**TEXT**
+++
Blackpool F.C.
- Owner: Owen Oyston
- Chairman: Karl Oyston
- Manager: Ian Holloway
- Stadium: Bloomfield Road
- Championship: 6th
- Play-offs: Winners (promoted)
- FA Cup: Third round
- League Cup: Third round
- Top goalscorer: League: Charlie Adam (17) All: Charlie Adam (19)
- Highest home attendance: 12,296 vs Bristol City, Championship, 2 May 2010
- Lowest home attendance: 6,855 vs Watford, Championship, 23 January 2010
- ← 2008–092010–11 →

= 2009–10 Blackpool F.C. season =

English football club season

The 2009–10 season was Blackpool F.C.'s 102nd season (99th consecutive) in the Football League. It was also their third consecutive season in The Championship, the second tier of English football. The club won promotion, via the play-offs, to the Premier League for the first time. Their victory over Cardiff City in the final was the club's ninth victory in their last eleven games. It was Ian Holloway's first season as manager.

Charlie Adam, in his first season with Blackpool, finished as the club's top scorer, with nineteen goals in all competitions.
+++
**GIVEN INFORMATION**
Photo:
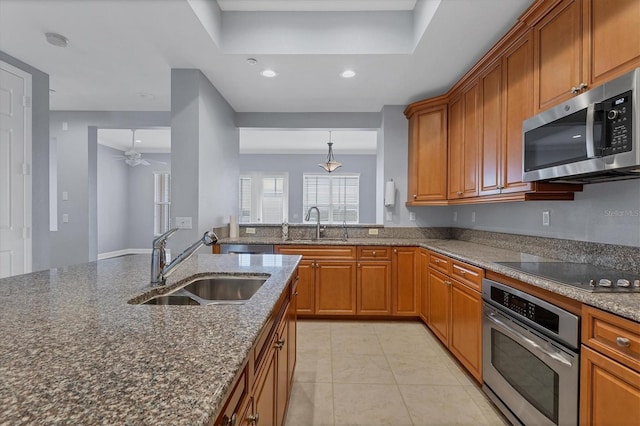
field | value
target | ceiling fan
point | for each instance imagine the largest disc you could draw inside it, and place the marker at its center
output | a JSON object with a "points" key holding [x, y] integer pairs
{"points": [[134, 158]]}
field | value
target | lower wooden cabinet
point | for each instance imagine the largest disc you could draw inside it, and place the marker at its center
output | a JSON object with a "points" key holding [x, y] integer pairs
+++
**TASKS TO CARRY OUT**
A - Reproduce the part of the 2009–10 Blackpool season text starting at "- FA Cup: Third" and ending at "season as manager.".
B - Answer these questions from the 2009–10 Blackpool season text:
(i) Who was the club's chairman?
(ii) What was the lowest home attendance, and who was the opponent?
(iii) Which club did Blackpool beat in the play-off final?
C - List every person named in the 2009–10 Blackpool season text.

**ANSWERS TO EACH TASK**
A -
- FA Cup: Third round
- League Cup: Third round
- Top goalscorer: League: Charlie Adam (17) All: Charlie Adam (19)
- Highest home attendance: 12,296 vs Bristol City, Championship, 2 May 2010
- Lowest home attendance: 6,855 vs Watford, Championship, 23 January 2010
- ← 2008–092010–11 →

= 2009–10 Blackpool F.C. season =

English football club season

The 2009–10 season was Blackpool F.C.'s 102nd season (99th consecutive) in the Football League. It was also their third consecutive season in The Championship, the second tier of English football. The club won promotion, via the play-offs, to the Premier League for the first time. Their victory over Cardiff City in the final was the club's ninth victory in their last eleven games. It was Ian Holloway's first season as manager.

B -
(i) Karl Oyston
(ii) 6,855, against Watford
(iii) Cardiff City

C - Owen Oyston, Karl Oyston, Ian Holloway, Charlie Adam